Material shown START
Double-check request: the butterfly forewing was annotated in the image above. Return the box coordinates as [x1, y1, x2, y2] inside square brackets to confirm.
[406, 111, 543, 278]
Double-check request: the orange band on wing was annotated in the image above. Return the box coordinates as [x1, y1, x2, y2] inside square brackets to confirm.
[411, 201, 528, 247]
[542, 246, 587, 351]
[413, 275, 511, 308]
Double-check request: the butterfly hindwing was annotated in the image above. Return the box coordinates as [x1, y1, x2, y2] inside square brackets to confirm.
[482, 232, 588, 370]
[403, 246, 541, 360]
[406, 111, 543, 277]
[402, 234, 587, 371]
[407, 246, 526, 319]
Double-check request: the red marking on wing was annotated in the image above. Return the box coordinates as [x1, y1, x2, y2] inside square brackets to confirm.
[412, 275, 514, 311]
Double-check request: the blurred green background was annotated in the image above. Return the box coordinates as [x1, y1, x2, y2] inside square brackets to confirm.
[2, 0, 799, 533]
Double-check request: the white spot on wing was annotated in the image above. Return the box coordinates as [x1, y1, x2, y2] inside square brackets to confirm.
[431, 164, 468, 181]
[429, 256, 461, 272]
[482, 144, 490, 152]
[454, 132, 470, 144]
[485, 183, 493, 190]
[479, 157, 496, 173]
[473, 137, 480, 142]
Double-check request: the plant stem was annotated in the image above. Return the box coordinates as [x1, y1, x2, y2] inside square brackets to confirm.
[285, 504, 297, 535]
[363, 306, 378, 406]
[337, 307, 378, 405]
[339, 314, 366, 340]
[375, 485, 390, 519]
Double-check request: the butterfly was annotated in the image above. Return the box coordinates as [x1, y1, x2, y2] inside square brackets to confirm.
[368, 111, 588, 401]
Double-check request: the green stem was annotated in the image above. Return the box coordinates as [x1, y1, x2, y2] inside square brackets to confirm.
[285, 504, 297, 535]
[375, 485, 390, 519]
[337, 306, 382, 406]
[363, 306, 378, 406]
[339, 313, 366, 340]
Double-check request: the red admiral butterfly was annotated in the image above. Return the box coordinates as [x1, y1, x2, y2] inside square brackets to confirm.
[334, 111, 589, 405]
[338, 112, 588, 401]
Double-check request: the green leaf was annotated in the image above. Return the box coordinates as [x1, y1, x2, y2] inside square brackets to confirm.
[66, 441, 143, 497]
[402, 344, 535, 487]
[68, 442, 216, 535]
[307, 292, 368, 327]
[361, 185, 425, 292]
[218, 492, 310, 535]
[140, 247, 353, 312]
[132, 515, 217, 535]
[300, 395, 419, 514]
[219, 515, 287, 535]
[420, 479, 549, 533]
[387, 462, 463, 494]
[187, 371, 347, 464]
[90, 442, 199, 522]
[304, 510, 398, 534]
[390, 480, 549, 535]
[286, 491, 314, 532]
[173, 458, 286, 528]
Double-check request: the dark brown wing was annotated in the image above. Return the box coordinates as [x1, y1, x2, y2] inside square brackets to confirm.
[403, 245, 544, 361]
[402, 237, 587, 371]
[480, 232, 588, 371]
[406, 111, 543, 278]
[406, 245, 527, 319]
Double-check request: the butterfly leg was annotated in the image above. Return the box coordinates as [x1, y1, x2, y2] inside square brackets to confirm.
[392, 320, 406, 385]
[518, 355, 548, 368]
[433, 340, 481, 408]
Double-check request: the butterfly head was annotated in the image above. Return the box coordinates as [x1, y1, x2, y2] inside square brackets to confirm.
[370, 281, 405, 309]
Material shown END
◆ **About this exercise**
Nothing but the lines from the line that contains "Double-check request: the butterfly leg" to the last line of the records above should appear in the answer; please copy them exactly.

◆ **Reply to the task**
Double-check request: the butterfly leg was annotated in the image above. Return the box coordinates as [x1, y1, x2, y2] inside square brackets to confirm.
[392, 320, 406, 385]
[518, 355, 548, 368]
[433, 340, 481, 408]
Double-check request: the butterfly head was annotated in the image above. Return the box coordinates as [x1, y1, x2, y2] inside square brackets to confirm.
[370, 281, 405, 309]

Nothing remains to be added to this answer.